> Aim of the task
Below are the records; give again exactly the line with "positive clicks: (958, 925)", the line with "box: [378, 627, 566, 695]", and each line that lies between them, and nothing besides.

> Data
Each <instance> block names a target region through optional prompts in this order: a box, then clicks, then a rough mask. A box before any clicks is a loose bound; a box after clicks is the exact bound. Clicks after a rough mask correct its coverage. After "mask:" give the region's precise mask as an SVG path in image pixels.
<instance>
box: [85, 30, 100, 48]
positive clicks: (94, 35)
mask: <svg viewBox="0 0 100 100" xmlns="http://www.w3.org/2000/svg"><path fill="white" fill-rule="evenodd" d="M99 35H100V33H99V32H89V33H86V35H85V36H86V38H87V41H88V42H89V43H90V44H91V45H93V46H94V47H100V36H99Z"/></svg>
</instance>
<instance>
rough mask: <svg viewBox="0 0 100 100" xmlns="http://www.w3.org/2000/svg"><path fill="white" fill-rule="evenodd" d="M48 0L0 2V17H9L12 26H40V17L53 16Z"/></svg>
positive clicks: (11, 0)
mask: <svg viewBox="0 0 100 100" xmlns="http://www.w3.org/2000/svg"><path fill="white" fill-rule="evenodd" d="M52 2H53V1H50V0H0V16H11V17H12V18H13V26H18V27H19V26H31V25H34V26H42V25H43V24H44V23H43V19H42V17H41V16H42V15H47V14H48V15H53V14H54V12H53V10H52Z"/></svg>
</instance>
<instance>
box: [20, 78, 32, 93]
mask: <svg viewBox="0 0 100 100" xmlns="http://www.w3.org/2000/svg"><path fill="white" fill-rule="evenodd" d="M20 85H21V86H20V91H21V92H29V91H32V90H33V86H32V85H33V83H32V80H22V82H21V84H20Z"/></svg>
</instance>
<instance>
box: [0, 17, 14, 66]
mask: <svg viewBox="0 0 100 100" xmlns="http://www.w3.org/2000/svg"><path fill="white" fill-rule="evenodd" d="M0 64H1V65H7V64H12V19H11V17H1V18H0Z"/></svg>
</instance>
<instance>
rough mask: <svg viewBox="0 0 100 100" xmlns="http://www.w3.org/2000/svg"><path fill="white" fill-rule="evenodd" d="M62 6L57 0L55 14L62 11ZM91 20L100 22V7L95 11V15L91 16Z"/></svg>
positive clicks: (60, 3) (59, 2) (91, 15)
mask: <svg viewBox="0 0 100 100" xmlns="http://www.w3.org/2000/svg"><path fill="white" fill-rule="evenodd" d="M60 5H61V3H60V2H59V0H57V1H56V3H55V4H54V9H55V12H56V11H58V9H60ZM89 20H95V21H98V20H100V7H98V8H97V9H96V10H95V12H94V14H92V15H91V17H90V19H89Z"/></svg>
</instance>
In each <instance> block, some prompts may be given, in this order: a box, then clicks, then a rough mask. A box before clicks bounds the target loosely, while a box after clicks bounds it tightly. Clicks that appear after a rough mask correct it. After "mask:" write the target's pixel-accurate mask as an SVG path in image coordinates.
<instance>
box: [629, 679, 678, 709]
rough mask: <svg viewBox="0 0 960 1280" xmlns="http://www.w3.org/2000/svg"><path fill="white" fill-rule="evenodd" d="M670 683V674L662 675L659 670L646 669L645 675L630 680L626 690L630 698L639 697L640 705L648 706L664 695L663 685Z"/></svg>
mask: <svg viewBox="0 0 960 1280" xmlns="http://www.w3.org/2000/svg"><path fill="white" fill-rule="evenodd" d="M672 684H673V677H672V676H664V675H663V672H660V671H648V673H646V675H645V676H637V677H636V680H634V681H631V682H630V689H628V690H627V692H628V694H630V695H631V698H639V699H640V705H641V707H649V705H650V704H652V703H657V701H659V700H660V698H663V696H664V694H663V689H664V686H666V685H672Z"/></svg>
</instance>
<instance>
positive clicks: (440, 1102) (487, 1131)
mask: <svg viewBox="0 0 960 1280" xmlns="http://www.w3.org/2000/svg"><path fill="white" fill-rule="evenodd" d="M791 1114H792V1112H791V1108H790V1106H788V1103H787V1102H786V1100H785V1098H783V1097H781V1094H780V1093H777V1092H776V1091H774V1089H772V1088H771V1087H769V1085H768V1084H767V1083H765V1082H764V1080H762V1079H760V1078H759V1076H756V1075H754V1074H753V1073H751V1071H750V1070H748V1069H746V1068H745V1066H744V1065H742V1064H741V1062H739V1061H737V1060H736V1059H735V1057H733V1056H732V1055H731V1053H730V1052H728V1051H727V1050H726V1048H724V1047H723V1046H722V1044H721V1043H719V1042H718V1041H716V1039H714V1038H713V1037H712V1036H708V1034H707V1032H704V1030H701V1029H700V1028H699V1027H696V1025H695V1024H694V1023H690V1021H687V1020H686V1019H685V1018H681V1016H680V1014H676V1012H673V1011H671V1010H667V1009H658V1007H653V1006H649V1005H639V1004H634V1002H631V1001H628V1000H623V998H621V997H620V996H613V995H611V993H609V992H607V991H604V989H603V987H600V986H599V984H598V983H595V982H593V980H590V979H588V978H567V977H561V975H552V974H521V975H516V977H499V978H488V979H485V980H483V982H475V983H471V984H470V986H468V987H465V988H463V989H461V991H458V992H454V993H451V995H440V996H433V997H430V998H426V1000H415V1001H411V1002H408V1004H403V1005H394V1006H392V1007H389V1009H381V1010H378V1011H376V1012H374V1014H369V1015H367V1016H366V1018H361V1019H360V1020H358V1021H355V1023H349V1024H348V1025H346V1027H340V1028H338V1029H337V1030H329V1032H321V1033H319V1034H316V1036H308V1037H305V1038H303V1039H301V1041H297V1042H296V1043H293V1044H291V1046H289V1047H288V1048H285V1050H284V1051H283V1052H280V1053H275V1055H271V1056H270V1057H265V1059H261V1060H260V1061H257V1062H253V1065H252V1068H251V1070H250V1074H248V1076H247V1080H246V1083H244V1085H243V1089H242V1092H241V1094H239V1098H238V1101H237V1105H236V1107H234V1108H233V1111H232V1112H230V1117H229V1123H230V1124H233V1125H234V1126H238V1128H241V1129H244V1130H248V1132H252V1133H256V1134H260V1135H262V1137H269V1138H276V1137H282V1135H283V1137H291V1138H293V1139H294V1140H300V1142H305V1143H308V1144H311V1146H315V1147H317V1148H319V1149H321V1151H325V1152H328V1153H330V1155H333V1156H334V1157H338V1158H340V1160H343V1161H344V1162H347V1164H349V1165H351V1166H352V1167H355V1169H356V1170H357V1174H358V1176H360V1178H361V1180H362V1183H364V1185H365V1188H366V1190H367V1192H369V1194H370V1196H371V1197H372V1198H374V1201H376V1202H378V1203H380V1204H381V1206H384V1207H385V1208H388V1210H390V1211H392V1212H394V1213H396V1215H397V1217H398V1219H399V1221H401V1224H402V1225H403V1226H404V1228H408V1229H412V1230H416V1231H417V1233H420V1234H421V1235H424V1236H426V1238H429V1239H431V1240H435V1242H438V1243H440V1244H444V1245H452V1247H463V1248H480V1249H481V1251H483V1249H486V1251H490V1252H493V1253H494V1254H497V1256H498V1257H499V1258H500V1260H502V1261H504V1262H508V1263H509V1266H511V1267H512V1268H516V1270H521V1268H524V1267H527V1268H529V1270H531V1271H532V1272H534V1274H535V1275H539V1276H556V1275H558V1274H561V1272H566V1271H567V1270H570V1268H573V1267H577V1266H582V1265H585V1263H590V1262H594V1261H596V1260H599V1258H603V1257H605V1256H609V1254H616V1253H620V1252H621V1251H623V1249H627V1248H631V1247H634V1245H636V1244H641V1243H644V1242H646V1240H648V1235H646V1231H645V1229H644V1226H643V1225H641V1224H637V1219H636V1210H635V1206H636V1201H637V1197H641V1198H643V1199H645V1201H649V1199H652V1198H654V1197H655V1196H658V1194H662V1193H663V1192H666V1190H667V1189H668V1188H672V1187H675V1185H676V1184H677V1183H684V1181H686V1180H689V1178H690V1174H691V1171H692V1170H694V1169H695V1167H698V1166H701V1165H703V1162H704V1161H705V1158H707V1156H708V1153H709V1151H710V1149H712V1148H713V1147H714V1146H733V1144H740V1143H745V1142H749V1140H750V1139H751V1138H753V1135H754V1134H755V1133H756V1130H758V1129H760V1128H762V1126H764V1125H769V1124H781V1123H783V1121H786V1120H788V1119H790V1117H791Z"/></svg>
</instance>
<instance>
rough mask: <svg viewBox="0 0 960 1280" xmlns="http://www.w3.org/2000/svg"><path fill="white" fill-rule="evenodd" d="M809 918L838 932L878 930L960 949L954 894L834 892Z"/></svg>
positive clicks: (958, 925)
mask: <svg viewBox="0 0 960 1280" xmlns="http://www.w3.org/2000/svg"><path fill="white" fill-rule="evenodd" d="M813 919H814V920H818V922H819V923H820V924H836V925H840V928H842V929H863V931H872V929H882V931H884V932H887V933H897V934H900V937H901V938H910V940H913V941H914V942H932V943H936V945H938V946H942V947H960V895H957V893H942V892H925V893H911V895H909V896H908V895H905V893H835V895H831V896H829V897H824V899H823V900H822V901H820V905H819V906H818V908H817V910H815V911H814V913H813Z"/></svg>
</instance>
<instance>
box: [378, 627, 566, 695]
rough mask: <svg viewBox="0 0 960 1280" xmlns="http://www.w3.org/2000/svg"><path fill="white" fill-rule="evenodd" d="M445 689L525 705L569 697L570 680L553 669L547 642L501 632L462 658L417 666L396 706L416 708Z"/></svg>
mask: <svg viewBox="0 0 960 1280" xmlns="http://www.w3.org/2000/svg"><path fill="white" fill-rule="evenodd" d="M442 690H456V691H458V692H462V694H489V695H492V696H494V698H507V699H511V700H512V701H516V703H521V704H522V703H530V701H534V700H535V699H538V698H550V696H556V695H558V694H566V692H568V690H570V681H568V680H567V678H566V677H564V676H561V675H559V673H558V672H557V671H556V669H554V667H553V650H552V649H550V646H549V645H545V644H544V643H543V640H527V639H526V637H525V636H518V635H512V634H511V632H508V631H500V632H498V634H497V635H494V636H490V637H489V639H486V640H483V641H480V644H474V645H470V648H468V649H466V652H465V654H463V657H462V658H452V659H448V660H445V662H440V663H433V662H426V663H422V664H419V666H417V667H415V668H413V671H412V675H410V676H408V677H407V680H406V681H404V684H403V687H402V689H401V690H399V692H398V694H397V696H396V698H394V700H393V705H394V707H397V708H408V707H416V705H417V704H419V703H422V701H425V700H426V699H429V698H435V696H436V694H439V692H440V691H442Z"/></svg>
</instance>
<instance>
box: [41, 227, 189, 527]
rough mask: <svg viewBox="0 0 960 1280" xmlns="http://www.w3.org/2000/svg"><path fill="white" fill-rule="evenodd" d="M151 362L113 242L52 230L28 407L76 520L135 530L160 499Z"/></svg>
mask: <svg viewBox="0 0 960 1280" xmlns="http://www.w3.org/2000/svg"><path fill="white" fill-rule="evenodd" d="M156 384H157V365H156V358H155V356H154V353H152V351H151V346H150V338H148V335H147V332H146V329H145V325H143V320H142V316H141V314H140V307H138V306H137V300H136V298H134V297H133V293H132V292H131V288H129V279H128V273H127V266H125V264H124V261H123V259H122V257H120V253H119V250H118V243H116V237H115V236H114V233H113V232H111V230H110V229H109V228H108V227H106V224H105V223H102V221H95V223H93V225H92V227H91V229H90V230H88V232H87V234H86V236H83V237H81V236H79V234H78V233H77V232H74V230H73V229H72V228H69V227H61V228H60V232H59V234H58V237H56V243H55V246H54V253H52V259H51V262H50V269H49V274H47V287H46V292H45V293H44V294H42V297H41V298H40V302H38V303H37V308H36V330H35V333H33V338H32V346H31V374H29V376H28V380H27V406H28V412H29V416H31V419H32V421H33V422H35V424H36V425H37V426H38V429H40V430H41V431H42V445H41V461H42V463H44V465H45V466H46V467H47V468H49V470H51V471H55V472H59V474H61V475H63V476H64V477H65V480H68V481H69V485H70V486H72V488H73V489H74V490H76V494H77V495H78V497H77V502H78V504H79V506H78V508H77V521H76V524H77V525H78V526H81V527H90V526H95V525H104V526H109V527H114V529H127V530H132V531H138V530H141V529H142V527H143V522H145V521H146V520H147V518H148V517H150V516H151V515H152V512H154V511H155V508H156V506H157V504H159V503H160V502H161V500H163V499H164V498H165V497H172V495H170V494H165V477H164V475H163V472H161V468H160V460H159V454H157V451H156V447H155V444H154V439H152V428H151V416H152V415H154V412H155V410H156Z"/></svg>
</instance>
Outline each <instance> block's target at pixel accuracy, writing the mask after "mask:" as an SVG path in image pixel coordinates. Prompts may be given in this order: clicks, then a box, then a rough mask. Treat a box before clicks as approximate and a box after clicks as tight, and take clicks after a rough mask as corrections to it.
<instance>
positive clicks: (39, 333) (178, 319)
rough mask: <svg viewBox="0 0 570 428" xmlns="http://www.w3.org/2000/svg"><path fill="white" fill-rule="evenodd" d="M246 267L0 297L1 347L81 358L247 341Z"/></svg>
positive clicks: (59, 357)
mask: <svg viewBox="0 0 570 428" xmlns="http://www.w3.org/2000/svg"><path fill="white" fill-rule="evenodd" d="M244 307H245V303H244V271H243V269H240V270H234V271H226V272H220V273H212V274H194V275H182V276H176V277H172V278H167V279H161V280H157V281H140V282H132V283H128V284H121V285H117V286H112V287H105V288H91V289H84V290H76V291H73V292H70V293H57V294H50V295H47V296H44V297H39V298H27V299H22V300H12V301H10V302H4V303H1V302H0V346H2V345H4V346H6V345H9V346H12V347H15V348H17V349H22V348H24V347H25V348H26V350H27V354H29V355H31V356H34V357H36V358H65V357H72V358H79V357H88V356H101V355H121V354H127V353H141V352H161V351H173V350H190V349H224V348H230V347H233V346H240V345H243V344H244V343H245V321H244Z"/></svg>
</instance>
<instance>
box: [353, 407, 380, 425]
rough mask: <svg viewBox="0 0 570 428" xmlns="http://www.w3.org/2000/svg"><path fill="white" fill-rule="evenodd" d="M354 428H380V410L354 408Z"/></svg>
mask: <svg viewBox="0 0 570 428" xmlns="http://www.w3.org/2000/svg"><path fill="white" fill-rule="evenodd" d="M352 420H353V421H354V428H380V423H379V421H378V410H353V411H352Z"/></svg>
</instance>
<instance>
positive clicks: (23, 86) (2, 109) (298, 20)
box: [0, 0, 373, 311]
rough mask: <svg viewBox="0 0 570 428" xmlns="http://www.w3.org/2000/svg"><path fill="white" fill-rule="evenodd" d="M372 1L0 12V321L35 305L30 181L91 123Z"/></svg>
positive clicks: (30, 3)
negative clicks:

> Output below
positive clicks: (958, 925)
mask: <svg viewBox="0 0 960 1280" xmlns="http://www.w3.org/2000/svg"><path fill="white" fill-rule="evenodd" d="M813 919H814V920H818V922H819V923H820V924H836V925H840V928H842V929H863V931H872V929H882V931H884V932H887V933H897V934H900V937H901V938H910V940H913V941H914V942H932V943H936V945H938V946H942V947H960V895H957V893H942V892H925V893H911V895H909V896H908V895H905V893H835V895H831V896H829V897H824V899H823V900H822V901H820V905H819V906H818V908H817V910H815V911H814V913H813Z"/></svg>
</instance>
<instance>
box: [378, 627, 566, 695]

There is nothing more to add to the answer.